* DESCRIPTION OF THE TASK *
Render the rows below as a Markdown table with two columns, No. and Line Text: each non-blank line gets its own table row with its number, and blank lines are left out.

** begin SUPPLIED RECORDS **

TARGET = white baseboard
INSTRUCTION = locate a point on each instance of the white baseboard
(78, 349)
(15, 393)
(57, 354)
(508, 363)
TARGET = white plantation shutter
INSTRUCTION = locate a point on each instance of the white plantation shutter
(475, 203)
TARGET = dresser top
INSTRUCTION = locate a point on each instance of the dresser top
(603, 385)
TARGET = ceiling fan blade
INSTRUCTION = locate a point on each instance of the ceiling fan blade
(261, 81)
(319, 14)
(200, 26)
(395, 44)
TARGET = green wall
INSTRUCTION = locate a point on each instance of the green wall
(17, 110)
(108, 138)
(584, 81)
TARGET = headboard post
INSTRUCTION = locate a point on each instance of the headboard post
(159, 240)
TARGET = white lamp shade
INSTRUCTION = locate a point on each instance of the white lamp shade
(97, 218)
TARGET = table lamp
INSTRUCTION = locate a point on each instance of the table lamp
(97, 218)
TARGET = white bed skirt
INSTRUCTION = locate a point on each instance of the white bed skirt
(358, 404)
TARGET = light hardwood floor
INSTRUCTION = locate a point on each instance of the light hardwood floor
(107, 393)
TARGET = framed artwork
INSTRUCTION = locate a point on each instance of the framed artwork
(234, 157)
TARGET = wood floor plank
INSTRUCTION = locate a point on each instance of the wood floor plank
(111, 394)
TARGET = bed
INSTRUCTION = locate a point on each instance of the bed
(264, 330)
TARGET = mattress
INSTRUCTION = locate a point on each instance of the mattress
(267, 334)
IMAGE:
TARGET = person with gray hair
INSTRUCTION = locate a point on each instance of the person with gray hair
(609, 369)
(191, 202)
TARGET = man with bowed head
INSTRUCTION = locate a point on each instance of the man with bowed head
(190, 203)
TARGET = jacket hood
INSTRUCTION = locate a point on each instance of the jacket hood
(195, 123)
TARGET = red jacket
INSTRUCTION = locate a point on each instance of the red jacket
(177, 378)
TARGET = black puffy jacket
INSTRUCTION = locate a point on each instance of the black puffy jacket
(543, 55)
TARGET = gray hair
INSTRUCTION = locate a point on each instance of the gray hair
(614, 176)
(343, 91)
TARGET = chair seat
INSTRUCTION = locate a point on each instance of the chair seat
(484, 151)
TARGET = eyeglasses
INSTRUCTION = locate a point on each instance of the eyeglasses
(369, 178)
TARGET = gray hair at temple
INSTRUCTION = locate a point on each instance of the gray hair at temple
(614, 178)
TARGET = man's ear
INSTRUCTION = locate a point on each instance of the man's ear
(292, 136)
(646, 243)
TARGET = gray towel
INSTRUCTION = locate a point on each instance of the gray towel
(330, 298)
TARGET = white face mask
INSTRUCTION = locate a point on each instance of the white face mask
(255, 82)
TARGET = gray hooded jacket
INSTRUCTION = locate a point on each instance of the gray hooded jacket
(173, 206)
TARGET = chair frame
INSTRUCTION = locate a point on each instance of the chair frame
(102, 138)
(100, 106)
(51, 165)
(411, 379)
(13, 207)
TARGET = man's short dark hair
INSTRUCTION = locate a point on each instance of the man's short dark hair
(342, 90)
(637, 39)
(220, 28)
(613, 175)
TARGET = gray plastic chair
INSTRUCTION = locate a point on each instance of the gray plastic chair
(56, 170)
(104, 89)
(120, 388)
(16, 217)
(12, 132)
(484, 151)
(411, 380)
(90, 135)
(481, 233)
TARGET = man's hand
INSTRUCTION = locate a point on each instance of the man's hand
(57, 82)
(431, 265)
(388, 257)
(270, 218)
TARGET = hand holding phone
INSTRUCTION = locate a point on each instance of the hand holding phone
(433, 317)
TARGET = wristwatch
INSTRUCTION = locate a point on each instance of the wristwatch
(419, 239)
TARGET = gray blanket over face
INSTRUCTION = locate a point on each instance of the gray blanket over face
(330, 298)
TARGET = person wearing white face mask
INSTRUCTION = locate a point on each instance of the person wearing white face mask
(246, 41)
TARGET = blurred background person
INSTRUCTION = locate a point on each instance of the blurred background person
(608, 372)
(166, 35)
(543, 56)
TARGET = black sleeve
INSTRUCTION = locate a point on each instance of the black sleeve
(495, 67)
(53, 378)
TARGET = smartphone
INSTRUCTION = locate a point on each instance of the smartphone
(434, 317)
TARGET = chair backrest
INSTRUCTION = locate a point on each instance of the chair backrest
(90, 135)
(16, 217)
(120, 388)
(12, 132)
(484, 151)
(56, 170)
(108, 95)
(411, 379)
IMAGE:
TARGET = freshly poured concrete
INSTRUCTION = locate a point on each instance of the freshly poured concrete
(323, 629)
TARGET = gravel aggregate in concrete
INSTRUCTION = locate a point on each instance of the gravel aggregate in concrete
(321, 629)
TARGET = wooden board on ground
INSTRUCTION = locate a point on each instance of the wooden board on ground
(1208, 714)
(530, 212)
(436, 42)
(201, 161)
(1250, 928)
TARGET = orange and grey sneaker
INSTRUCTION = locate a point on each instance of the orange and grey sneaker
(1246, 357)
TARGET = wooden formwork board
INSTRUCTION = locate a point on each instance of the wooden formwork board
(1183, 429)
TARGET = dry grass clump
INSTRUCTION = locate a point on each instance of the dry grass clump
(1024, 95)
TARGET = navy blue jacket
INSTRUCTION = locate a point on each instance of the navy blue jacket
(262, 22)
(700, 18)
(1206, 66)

** end SUPPLIED RECORDS **

* COMPLETED TASK *
| No. | Line Text |
|---|---|
| 1 | TARGET = white baseboard |
| 2 | INSTRUCTION = locate a point on each instance of the white baseboard |
| 3 | (78, 349) |
| 4 | (15, 393) |
| 5 | (57, 354) |
| 6 | (508, 363) |
| 7 | TARGET = white plantation shutter |
| 8 | INSTRUCTION = locate a point on each instance of the white plantation shutter |
| 9 | (475, 203) |
| 10 | TARGET = dresser top |
| 11 | INSTRUCTION = locate a point on each instance of the dresser top |
| 12 | (603, 385) |
| 13 | TARGET = ceiling fan blade |
| 14 | INSTRUCTION = locate a point on each instance of the ceiling fan blade |
| 15 | (261, 81) |
| 16 | (319, 14) |
| 17 | (200, 26) |
| 18 | (395, 44) |
| 19 | TARGET = green wall |
| 20 | INSTRUCTION = locate a point on each instance of the green wall |
| 21 | (17, 110) |
| 22 | (108, 138) |
| 23 | (584, 81) |
| 24 | TARGET = headboard post |
| 25 | INSTRUCTION = locate a point on each instance of the headboard post |
| 26 | (159, 240) |
| 27 | TARGET = white lamp shade |
| 28 | INSTRUCTION = locate a point on each instance of the white lamp shade |
| 29 | (97, 218) |
| 30 | TARGET = table lamp |
| 31 | INSTRUCTION = locate a point on each instance of the table lamp |
| 32 | (97, 218) |
| 33 | TARGET = white bed skirt |
| 34 | INSTRUCTION = locate a point on each instance of the white bed skirt |
| 35 | (358, 404) |
| 36 | TARGET = light hardwood floor |
| 37 | INSTRUCTION = locate a point on each instance of the light hardwood floor |
| 38 | (107, 393) |
| 39 | TARGET = framed artwork |
| 40 | INSTRUCTION = locate a point on each instance of the framed artwork |
| 41 | (234, 157) |
| 42 | TARGET = wood floor plank |
| 43 | INSTRUCTION = locate a point on each instance of the wood floor plank |
| 44 | (111, 394) |
| 45 | TARGET = bed |
| 46 | INSTRUCTION = locate a point on each instance of the bed |
| 47 | (264, 330) |
| 48 | TARGET = mattress |
| 49 | INSTRUCTION = locate a point on each instance of the mattress |
| 50 | (267, 334) |
| 51 | IMAGE: |
| 52 | TARGET = person with gray hair |
| 53 | INSTRUCTION = locate a point on each instance of the person with gray hair |
| 54 | (609, 369) |
| 55 | (191, 202) |
| 56 | TARGET = man with bowed head |
| 57 | INSTRUCTION = locate a point on each instance of the man with bowed head |
| 58 | (190, 203) |
| 59 | TARGET = jacket hood |
| 60 | INSTRUCTION = locate a point on each instance of the jacket hood |
| 61 | (195, 123) |
| 62 | TARGET = red jacket |
| 63 | INSTRUCTION = locate a point on each instance of the red jacket |
| 64 | (177, 378) |
| 65 | TARGET = black puffy jacket |
| 66 | INSTRUCTION = locate a point on each instance of the black puffy jacket |
| 67 | (543, 55) |
| 68 | TARGET = gray hair |
| 69 | INSTRUCTION = locate a point on each instance of the gray hair |
| 70 | (614, 176) |
| 71 | (343, 91) |
| 72 | TARGET = chair seat |
| 73 | INSTRUCTION = locate a point on each instance of the chair seat |
| 74 | (484, 151) |
| 75 | TARGET = eyeglasses |
| 76 | INSTRUCTION = locate a point on each instance of the eyeglasses |
| 77 | (369, 178) |
| 78 | TARGET = gray hair at temple |
| 79 | INSTRUCTION = locate a point on each instance of the gray hair at temple |
| 80 | (614, 178) |
| 81 | TARGET = man's ear |
| 82 | INSTRUCTION = locate a point on each instance of the man's ear |
| 83 | (292, 136) |
| 84 | (646, 243) |
| 85 | TARGET = gray towel |
| 86 | INSTRUCTION = locate a point on each instance of the gray towel |
| 87 | (330, 298) |
| 88 | TARGET = white face mask |
| 89 | INSTRUCTION = locate a point on each instance of the white face mask |
| 90 | (255, 82) |
| 91 | TARGET = gray hooded jacket |
| 92 | INSTRUCTION = locate a point on each instance of the gray hooded jacket |
| 93 | (173, 206) |
| 94 | TARGET = chair frame |
| 95 | INSTRUCTION = locate a point on each instance of the chair frame |
| 96 | (102, 138) |
| 97 | (100, 106) |
| 98 | (51, 165) |
| 99 | (411, 379) |
| 100 | (13, 207) |
| 101 | TARGET = man's short dark hair |
| 102 | INSTRUCTION = locate a point on each instance of the man's short dark hair |
| 103 | (342, 90) |
| 104 | (637, 39) |
| 105 | (220, 28) |
| 106 | (613, 175) |
| 107 | TARGET = gray plastic chair |
| 108 | INSTRUCTION = locate a point on each instance of the gray plastic chair |
| 109 | (56, 170) |
| 110 | (104, 89) |
| 111 | (120, 388) |
| 112 | (16, 217) |
| 113 | (12, 132) |
| 114 | (484, 151) |
| 115 | (411, 380) |
| 116 | (90, 135) |
| 117 | (481, 233) |
| 118 | TARGET = man's hand |
| 119 | INSTRUCTION = locate a point on each instance of the man's hand |
| 120 | (57, 82) |
| 121 | (431, 265) |
| 122 | (388, 257) |
| 123 | (270, 218) |
| 124 | TARGET = hand holding phone |
| 125 | INSTRUCTION = locate a point on each instance of the hand holding phone |
| 126 | (433, 317) |
| 127 | TARGET = wristwatch |
| 128 | INSTRUCTION = locate a point on each instance of the wristwatch |
| 129 | (419, 239) |
| 130 | TARGET = gray blanket over face |
| 131 | INSTRUCTION = locate a point on each instance of the gray blanket over face |
| 132 | (330, 298) |
| 133 | TARGET = person wearing white face mask |
| 134 | INSTRUCTION = locate a point on each instance of the person wearing white face mask |
| 135 | (246, 41) |
| 136 | TARGET = blurred background person |
| 137 | INSTRUCTION = locate a point on each instance of the blurred background person |
| 138 | (608, 372) |
| 139 | (166, 35) |
| 140 | (543, 56) |
| 141 | TARGET = black sleeve |
| 142 | INSTRUCTION = locate a point on each instance of the black sleeve |
| 143 | (495, 67) |
| 144 | (53, 378) |
| 145 | TARGET = smartphone |
| 146 | INSTRUCTION = locate a point on each instance of the smartphone |
| 147 | (434, 317) |
| 148 | TARGET = chair backrest |
| 149 | INSTRUCTION = locate a point on each instance of the chair backrest |
| 150 | (90, 135) |
| 151 | (16, 217) |
| 152 | (120, 388) |
| 153 | (12, 132) |
| 154 | (484, 151) |
| 155 | (56, 170) |
| 156 | (108, 95) |
| 157 | (411, 379) |
| 158 | IMAGE: |
| 159 | TARGET = freshly poured concrete |
| 160 | INSTRUCTION = locate a point on each instance of the freshly poured concrete |
| 161 | (323, 629) |
| 162 | TARGET = gravel aggregate in concrete |
| 163 | INSTRUCTION = locate a point on each instance of the gravel aggregate in concrete |
| 164 | (321, 629) |
| 165 | TARGET = wooden board on ground |
| 166 | INSTRUCTION = locate a point on each instance of the wooden board on ground |
| 167 | (1208, 714) |
| 168 | (530, 212) |
| 169 | (436, 42) |
| 170 | (201, 161) |
| 171 | (1250, 928) |
| 172 | TARGET = orange and grey sneaker |
| 173 | INSTRUCTION = locate a point on each instance of the orange and grey sneaker |
| 174 | (1246, 357) |
| 175 | TARGET = wooden formwork board |
| 176 | INSTRUCTION = locate a point on each instance of the wooden formwork board |
| 177 | (1183, 429) |
| 178 | TARGET = dry grass clump |
| 179 | INSTRUCTION = locate a point on each instance of the dry grass clump |
| 180 | (1024, 95) |
| 181 | TARGET = navy blue jacket |
| 182 | INSTRUCTION = locate a point on each instance of the navy blue jacket |
| 183 | (262, 22) |
| 184 | (700, 18) |
| 185 | (1206, 66) |